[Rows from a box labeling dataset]
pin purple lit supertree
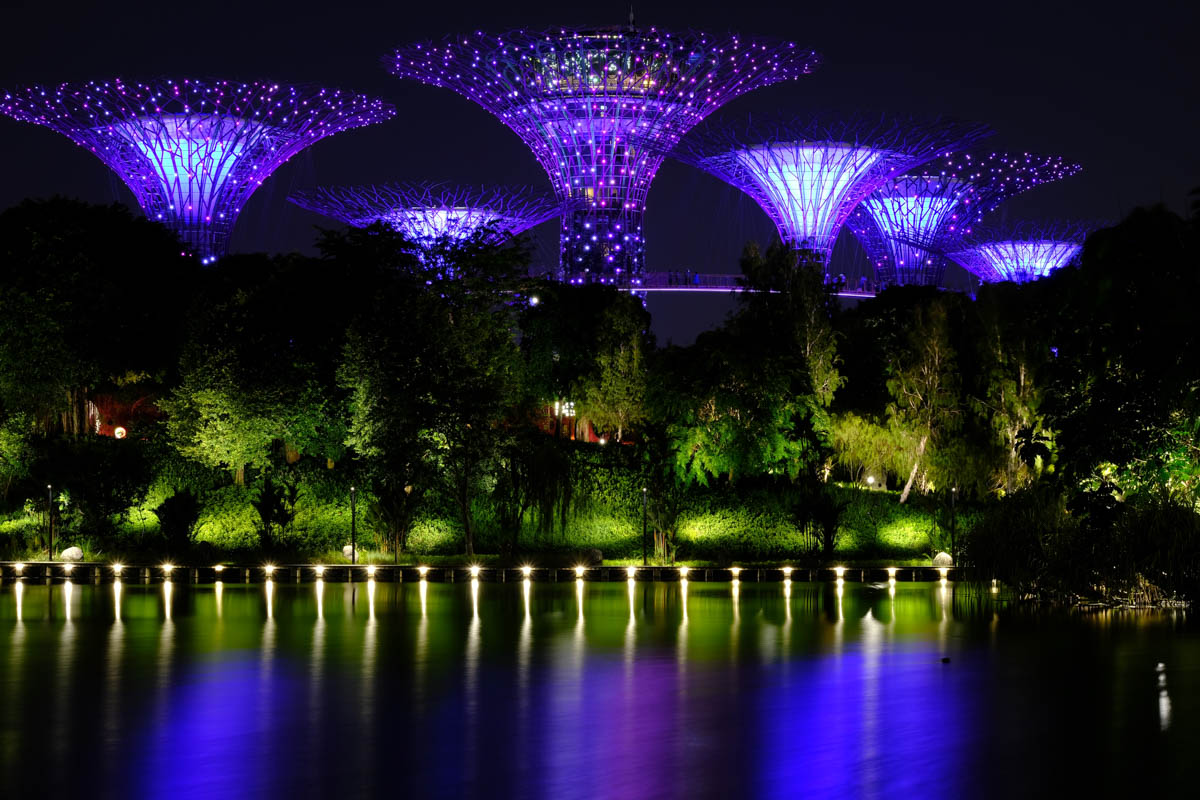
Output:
[0,78,395,264]
[288,184,564,243]
[943,221,1103,283]
[846,152,1081,285]
[385,25,820,281]
[673,118,990,264]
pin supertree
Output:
[385,25,820,281]
[0,78,396,263]
[846,152,1081,285]
[943,222,1102,283]
[288,182,564,243]
[673,116,990,264]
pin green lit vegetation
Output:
[0,199,1200,599]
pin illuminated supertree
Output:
[288,184,564,243]
[0,78,396,263]
[944,222,1102,283]
[846,152,1080,285]
[673,118,989,263]
[385,25,820,281]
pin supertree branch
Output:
[0,78,395,263]
[673,116,990,266]
[288,182,565,245]
[846,152,1081,285]
[942,221,1105,283]
[385,28,820,281]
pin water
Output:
[0,581,1200,798]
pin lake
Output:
[0,581,1200,799]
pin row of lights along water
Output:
[12,561,945,589]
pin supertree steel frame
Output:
[944,221,1103,283]
[385,26,820,281]
[846,152,1081,285]
[0,78,395,263]
[288,182,564,245]
[673,116,990,263]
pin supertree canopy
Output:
[0,78,395,263]
[847,152,1080,285]
[674,118,989,261]
[385,26,820,281]
[946,222,1099,283]
[288,184,564,243]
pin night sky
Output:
[0,0,1200,343]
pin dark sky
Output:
[0,0,1200,343]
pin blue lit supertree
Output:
[288,184,564,243]
[673,116,990,263]
[385,25,820,282]
[0,78,395,263]
[943,221,1102,283]
[846,152,1080,285]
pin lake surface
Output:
[0,581,1200,799]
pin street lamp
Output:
[642,486,647,566]
[350,486,359,566]
[46,483,54,561]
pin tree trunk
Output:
[900,433,929,503]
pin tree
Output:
[888,299,960,503]
[0,198,198,435]
[580,293,653,441]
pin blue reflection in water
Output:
[0,582,1200,798]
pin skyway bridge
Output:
[570,270,875,300]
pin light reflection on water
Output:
[0,579,1200,798]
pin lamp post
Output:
[350,486,359,566]
[46,483,54,561]
[950,486,959,564]
[642,486,647,566]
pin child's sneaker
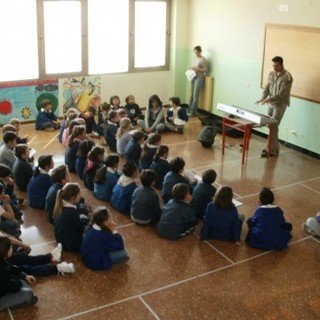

**TO BE DONE**
Please identify each row above that contains the word "supertree" and copy those rows. Case counts.

**EXERCISE ANSWER**
pin purple lit supertree
pin supertree
pin illuminated supertree
pin supertree branch
pin supertree steel frame
pin supertree canopy
pin blue lit supertree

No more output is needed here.